• Problem to solve
Extract each line of the material below that contains the string "instance", copying it unchanged.
— START OF The data —
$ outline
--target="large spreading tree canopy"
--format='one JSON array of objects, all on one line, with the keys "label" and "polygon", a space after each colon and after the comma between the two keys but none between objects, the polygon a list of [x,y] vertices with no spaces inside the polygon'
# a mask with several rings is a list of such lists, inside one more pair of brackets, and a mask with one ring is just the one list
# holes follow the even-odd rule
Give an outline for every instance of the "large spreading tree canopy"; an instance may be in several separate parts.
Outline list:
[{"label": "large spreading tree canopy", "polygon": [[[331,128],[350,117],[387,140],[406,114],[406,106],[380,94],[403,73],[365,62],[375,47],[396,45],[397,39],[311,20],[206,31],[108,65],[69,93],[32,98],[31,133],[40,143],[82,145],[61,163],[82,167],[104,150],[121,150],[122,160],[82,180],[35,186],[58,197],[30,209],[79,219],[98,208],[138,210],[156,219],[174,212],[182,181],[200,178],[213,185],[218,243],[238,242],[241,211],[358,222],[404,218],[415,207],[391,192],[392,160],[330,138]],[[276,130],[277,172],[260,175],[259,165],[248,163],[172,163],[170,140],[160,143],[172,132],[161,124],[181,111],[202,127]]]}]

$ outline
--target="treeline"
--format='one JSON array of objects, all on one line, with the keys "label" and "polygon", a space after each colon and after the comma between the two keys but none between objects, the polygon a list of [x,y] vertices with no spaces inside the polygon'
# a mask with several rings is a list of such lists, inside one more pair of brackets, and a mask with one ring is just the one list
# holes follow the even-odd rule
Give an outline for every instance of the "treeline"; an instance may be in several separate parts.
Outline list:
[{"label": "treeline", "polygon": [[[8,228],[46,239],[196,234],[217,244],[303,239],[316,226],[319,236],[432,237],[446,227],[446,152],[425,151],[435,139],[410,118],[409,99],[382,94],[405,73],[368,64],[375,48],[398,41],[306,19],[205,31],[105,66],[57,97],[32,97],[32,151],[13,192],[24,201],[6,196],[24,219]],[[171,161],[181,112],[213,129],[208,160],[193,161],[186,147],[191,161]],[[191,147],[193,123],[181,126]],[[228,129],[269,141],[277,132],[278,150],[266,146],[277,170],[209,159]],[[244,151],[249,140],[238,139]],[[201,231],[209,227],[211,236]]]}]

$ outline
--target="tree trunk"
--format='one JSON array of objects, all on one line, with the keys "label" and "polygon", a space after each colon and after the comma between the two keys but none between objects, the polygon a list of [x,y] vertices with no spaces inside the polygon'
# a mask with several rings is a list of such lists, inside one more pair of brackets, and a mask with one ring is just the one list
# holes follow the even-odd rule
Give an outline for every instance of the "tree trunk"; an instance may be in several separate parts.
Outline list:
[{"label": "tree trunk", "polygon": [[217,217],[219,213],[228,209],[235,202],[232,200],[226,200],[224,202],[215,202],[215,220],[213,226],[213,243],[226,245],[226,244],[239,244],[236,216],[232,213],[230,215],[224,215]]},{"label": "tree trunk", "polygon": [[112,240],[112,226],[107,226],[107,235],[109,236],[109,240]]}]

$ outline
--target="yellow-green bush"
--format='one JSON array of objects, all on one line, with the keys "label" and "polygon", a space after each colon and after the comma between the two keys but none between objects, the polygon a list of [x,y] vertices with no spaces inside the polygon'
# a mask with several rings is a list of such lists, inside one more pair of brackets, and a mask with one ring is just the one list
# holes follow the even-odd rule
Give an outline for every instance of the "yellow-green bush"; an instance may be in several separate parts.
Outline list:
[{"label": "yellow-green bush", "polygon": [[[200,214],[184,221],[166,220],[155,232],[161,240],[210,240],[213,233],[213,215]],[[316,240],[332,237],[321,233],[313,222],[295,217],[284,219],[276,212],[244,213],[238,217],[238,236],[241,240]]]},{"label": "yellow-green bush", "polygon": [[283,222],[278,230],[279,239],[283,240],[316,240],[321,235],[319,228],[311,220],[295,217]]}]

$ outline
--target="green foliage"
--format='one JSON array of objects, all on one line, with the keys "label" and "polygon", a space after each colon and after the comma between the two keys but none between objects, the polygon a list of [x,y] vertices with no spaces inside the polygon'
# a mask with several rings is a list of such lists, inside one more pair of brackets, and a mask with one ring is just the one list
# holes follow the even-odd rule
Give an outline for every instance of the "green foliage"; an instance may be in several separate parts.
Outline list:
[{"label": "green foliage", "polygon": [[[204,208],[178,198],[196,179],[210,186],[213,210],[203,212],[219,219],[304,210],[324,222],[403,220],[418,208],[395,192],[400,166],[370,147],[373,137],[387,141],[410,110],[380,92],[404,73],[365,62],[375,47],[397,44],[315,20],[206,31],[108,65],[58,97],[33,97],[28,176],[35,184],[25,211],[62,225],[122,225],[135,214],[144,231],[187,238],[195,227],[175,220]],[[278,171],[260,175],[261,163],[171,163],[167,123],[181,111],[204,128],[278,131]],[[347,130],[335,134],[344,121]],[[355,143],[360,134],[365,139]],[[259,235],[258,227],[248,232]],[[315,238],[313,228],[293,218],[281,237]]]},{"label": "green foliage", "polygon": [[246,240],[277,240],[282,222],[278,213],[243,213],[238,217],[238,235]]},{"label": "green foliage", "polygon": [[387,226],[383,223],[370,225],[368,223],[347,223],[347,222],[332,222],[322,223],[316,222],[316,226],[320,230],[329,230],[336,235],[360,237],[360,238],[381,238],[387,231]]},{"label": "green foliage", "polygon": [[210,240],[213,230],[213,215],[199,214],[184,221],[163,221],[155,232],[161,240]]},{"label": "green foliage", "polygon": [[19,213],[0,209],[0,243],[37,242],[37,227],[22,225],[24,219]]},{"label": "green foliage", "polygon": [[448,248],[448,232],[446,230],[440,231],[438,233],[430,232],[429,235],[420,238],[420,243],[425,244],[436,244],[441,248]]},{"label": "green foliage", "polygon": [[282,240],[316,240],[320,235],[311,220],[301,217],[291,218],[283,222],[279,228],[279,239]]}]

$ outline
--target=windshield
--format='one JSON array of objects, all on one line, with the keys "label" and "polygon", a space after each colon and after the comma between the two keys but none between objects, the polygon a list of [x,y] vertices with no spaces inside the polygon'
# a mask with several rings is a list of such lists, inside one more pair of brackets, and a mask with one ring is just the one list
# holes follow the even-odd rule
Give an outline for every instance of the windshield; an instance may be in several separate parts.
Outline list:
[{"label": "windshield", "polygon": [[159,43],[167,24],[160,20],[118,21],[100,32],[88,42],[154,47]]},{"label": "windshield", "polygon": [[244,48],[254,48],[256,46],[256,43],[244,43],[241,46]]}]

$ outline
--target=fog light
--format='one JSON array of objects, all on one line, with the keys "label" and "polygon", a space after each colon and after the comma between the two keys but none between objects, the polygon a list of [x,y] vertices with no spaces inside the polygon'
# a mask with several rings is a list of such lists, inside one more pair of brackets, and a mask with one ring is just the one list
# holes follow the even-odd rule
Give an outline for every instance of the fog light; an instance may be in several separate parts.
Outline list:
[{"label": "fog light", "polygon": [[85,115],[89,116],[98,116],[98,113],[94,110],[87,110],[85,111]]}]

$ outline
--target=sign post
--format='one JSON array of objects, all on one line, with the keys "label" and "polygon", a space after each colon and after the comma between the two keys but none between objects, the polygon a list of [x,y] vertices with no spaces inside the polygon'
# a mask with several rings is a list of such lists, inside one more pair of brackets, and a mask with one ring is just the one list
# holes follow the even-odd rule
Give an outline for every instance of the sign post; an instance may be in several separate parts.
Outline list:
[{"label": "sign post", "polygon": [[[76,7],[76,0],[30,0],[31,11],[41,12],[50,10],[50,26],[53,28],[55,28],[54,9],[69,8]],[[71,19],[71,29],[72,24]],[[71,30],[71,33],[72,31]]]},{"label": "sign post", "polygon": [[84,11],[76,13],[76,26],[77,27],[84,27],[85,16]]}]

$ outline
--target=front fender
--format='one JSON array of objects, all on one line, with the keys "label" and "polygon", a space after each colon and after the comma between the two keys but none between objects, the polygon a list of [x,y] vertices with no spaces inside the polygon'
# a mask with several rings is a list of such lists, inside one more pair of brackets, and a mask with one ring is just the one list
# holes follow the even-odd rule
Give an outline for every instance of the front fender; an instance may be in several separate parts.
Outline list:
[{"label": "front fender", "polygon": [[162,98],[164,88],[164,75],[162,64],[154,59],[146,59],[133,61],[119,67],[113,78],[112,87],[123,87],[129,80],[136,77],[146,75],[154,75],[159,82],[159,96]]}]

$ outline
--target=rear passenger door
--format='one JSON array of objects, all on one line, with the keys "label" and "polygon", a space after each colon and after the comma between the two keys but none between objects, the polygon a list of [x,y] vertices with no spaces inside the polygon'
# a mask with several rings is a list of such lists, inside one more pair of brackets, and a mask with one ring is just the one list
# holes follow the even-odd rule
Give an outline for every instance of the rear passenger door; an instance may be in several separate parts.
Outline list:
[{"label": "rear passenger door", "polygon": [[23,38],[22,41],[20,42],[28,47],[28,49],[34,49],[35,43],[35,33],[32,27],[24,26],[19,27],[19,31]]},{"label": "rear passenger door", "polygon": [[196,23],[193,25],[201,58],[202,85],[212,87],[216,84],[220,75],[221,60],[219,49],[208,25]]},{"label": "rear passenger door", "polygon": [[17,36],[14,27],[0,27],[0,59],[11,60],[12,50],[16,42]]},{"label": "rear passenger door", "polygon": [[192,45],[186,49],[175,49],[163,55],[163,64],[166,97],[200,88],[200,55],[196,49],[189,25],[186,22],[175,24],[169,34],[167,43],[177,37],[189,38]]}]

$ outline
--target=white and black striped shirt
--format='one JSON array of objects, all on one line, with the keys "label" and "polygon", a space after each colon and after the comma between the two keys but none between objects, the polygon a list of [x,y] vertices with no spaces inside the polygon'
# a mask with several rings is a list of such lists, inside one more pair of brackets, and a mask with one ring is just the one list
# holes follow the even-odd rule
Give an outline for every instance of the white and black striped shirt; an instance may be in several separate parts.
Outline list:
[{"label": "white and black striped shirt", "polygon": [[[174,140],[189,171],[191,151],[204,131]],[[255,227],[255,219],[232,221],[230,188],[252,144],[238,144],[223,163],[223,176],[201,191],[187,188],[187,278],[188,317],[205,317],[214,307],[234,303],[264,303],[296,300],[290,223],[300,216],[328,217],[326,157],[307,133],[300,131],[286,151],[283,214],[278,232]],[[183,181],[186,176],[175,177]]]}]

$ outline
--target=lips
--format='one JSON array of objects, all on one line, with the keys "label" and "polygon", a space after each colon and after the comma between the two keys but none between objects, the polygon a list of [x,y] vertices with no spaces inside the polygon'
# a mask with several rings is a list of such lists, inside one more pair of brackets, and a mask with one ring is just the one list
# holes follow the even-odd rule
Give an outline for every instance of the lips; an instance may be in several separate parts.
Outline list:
— END OF The data —
• Response to this task
Give an outline for every instance of the "large spreading tree canopy"; an instance may be in several separate parts.
Give an outline for every instance of the "treeline"; an instance may be in several separate parts.
Give an outline for every instance of the "tree trunk"; an instance may be in several separate parts.
Give an outline for every instance of the "yellow-green bush"; an instance may be in several separate parts.
Give an outline for every instance of the "green foliage"; an instance may be in several separate parts.
Give an outline for every instance of the windshield; an instance may be in several separate parts.
Give an outline for every instance of the fog light; an instance may be in several separate parts.
Give an outline for every instance of the sign post; an instance may be in several separate parts.
Give an outline for every instance of the front fender; an instance may be in several separate parts.
Give an outline for every instance of the rear passenger door; an instance may be in several separate parts.
Give an outline for every instance of the white and black striped shirt; an instance may be in several separate parts.
Give an outline for every instance of the lips; an instance may be in several separate parts.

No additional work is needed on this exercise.